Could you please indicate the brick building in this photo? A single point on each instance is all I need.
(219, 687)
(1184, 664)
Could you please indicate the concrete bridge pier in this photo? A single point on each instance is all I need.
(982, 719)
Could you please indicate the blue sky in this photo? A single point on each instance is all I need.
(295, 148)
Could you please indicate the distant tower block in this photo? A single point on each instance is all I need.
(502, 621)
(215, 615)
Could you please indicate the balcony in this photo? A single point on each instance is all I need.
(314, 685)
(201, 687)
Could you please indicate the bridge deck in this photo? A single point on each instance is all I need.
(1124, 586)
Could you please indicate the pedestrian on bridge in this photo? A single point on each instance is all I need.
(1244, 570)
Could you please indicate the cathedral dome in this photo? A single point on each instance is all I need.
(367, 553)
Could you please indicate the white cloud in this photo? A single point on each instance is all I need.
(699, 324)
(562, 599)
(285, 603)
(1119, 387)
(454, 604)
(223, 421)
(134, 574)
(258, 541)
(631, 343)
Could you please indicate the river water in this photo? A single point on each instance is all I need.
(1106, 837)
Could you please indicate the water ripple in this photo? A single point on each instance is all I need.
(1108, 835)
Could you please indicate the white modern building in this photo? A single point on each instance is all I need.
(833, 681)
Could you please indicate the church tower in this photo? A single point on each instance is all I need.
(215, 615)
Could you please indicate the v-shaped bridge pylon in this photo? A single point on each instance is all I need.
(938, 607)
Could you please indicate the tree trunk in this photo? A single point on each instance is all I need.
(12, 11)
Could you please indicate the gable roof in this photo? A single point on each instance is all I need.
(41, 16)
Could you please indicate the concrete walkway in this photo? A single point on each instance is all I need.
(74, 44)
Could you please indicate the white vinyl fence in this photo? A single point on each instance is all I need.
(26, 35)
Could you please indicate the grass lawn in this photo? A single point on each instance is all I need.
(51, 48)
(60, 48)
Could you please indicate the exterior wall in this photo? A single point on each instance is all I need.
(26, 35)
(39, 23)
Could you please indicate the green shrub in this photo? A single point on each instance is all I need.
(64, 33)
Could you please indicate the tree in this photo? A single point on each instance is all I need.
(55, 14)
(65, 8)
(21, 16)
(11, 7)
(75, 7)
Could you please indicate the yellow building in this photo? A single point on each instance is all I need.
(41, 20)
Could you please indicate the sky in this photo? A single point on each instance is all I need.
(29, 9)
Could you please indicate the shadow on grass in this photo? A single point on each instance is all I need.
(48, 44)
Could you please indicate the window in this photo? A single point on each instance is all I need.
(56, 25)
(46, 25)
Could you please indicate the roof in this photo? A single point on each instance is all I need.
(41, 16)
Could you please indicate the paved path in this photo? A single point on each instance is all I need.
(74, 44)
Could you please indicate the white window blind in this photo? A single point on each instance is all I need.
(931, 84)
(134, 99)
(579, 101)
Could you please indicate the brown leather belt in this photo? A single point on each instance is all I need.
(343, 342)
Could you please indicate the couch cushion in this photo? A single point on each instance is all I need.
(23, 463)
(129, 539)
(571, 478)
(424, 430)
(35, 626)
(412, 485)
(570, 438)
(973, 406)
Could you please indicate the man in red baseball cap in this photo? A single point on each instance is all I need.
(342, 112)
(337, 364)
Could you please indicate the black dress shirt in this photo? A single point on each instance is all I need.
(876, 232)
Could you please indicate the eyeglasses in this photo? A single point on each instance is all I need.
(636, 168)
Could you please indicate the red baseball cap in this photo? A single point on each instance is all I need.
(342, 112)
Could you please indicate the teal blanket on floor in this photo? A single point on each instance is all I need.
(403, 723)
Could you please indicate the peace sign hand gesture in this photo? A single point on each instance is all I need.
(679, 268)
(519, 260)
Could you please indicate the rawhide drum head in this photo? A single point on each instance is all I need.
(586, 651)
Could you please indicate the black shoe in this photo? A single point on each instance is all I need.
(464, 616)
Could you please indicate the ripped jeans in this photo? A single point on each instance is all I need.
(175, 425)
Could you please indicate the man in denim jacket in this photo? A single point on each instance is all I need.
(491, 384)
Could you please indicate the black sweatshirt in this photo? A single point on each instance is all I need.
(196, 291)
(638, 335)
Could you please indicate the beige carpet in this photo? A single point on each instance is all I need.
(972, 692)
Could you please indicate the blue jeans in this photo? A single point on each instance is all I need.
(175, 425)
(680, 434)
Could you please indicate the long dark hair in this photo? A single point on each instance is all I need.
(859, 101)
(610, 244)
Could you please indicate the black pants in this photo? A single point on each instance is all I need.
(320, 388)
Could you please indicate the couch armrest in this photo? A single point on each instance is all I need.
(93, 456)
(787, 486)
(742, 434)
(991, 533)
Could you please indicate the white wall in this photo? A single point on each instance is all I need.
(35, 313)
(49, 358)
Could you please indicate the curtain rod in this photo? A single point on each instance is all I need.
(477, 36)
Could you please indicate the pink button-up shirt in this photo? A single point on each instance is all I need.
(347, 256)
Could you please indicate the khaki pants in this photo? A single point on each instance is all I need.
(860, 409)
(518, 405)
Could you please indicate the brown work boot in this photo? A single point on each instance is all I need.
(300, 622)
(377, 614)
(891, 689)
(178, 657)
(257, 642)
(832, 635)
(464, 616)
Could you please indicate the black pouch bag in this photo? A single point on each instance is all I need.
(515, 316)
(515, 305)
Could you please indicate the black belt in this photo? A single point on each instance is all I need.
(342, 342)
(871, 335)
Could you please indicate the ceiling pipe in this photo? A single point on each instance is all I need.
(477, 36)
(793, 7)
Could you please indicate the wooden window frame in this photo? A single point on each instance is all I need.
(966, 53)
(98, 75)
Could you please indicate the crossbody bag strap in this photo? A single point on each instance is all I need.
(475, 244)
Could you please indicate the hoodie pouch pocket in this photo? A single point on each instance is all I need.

Task statement — Output the data exactly, so that every line matches the original.

Solution —
Could you please indicate the brick building in this photo? A single point on each instance is all I need.
(219, 687)
(1184, 664)
Could you please indicate the concrete bridge pier in this photo? A single point on each instance is all I need.
(982, 719)
Could you please indicate the blue sky in this photo? A single point on each instance is all I need.
(295, 148)
Could you please indicate the distant tower block in this photo? A single point on each instance is all I need.
(502, 621)
(215, 615)
Could you please indicate the balcony in this photo? A single point on each instance is all I need.
(314, 685)
(201, 687)
Could you please indicate the bridge deck in this photo? A single point on each instance is all I need.
(1124, 586)
Could you please indicate the pedestrian on bridge in this photo? A single point on each instance is all I need.
(1244, 570)
Could you please indicate the cathedral dome in this photo? A single point on each instance is all I need.
(367, 553)
Could you please indicate the white cloud in this photo? A single point on each instance is all I need.
(699, 324)
(562, 599)
(285, 603)
(1119, 387)
(454, 604)
(223, 421)
(134, 574)
(258, 541)
(631, 343)
Could you please indicate the river water in this photo? A single point on each instance is all I need.
(1106, 837)
Could you please indicate the water ripple in this photo? A single point on each instance is all I need.
(1108, 835)
Could you please indicate the white modern building in this photo? A single point on each instance is all I need.
(833, 681)
Could you please indicate the church tower in this photo? A single point on each instance is all I need.
(215, 615)
Could you please indicate the v-shaped bridge pylon in this photo? A single point on each instance is all I need.
(938, 607)
Could you please indicate the tree trunk in this photo? A single point on each instance is all I need.
(12, 11)
Could you please indicate the gable roof in this photo? A single point on each instance is all I need.
(41, 16)
Could you please indicate the concrete walkway in this photo? A single point on each instance is all I need.
(74, 44)
Could you please indicate the white vinyl fence in this photo? A single point on each instance is all I need.
(26, 35)
Could you please indicate the grass lawn in this photo? A single point on each instance is all I need.
(51, 48)
(60, 48)
Could you please indicate the exterior wall in this photo? A single point on each instance is all I need.
(26, 35)
(39, 23)
Could you please indicate the green shrub in this photo? A single point on each instance is all I need.
(64, 33)
Could you please indicate the tree in this photo? A single point on each instance is all I need.
(55, 14)
(65, 8)
(21, 16)
(11, 7)
(75, 7)
Could you please indicate the yellow building in this photo? A single point on each instance is all I need.
(41, 20)
Could you please indicate the sky in this photo? A single point on each instance is all I need.
(29, 9)
Could you please indicate the shadow on grass in this photo? A single point on each instance is all I need.
(48, 44)
Could you please indicate the window in this photo? A single point on each instance is all I need.
(56, 25)
(46, 25)
Could you please indicate the roof in this photo? A single point on each instance is all I need.
(41, 16)
Could you please indicate the paved path in this photo? A single point on each instance is all I need.
(74, 44)
Could you please indicate the white window blind in this photo? A single point on each instance is all I need.
(931, 84)
(134, 99)
(579, 101)
Could you please indicate the brown leather belt in this photo? A single point on each instance is all I need.
(343, 342)
Could you please indicate the couch cushion in this photo? A single point on each instance is all I need.
(23, 463)
(129, 539)
(571, 478)
(424, 430)
(35, 626)
(412, 485)
(570, 438)
(973, 406)
Could you please indicate the man in red baseball cap in this photo? A single point on each instance is all I need.
(342, 112)
(337, 364)
Could you please indicate the black dress shirt in this photo? A single point on each instance is all I need.
(876, 232)
Could you please indicate the eyeglasses in this photo? A single point on each instance is all I need.
(636, 168)
Could you please indicate the red baseball cap in this photo? A single point on each instance is all I need.
(342, 112)
Could you please indicate the teal blanket on floor in this photo? A single point on each instance is all I need.
(403, 723)
Could you please indicate the peace sign hand gesture in this photo? A single point on each instance is all I need.
(679, 268)
(519, 260)
Could you please indicate the rawhide drum head in this photo? A single point on each instance is all I need.
(586, 651)
Could you please indicate the black shoe in this photo? A single point on each instance is all I need.
(464, 616)
Could you please indicate the ripped jeans in this photo? A single point on each instance is all I need.
(175, 425)
Could you please indicate the man in denim jacket in this photo? A single point on each instance is all I need.
(491, 384)
Could you please indicate the black sweatshirt in this photo? A single point on each instance is all I need.
(196, 291)
(638, 335)
Could you please indicate the beige carpet in this photo? A single point on each instance is all I need.
(972, 692)
Could you please indicate the blue jeans in this photo? A single point on each instance is all I need.
(175, 425)
(680, 434)
Could you please indicate the long dark hair in this photo? A single point on each instance is all I need.
(859, 101)
(610, 244)
Could you please indicate the black pants in this photo? A single point on each instance is all I need.
(320, 388)
Could you please indicate the couch armrest in this photo? A single point on each instance is all I need.
(93, 456)
(787, 486)
(742, 434)
(991, 533)
Could you please indicate the white wall in this photo? A single point on each instance is all I need.
(35, 313)
(49, 358)
Could you please indicate the curtain rod in this photo? A single point on each instance is all I need.
(477, 36)
Could you please indicate the pink button-up shirt in this photo? A single point on each instance is all I need.
(347, 256)
Could you please indicate the khaki pants in this photo? A single point on each instance is all I need.
(860, 409)
(518, 405)
Could you please indicate the brown work boot in this photo? A single point on each instance is all I need.
(300, 622)
(377, 614)
(891, 689)
(178, 657)
(257, 642)
(832, 635)
(464, 616)
Could you please indicate the black pouch bag in this photo? A single point on each instance is all I need.
(515, 316)
(515, 305)
Could you please indicate the black belt in this photo? A single point on each instance is all I need.
(342, 342)
(871, 335)
Could you please indicate the ceiling pipe in this photo? A single point on each instance is all I need.
(477, 36)
(793, 7)
Could you please indicate the wooden window frame in this photo? A single point on each instance is all I need.
(966, 53)
(98, 75)
Could you please indicate the crossbody bag strap in this photo? A single point on each instance is all I need.
(475, 244)
Could you please indicate the hoodie pouch pocket in this photo? A single point on each instance is all I need.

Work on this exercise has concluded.